### WHAT YOU SHOULD DO
Produce the same data once more, line for line.

┄┄┄┄┄┄┄┄┄┄┄┄┄┄┄┄┄┄┄┄

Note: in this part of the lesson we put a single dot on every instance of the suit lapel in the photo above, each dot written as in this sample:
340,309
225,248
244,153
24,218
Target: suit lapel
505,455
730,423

┄┄┄┄┄┄┄┄┄┄┄┄┄┄┄┄┄┄┄┄

### ANSWER BOX
Note: in this part of the lesson we put a single dot on every instance of the suit lapel in the photo above, each dot written as in this sample:
340,309
225,248
244,153
24,218
Target: suit lapel
505,455
730,423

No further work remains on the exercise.